--- Start ---

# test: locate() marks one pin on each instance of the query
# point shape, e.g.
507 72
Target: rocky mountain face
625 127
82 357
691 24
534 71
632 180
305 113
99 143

--- End ---

## What is asked
Output the lines above again, unchanged.

## Answer in full
# test: locate() marks one pin on each instance of the query
# point shape, e.g.
507 72
Target: rocky mountain face
625 127
82 357
691 24
534 71
632 180
305 113
99 143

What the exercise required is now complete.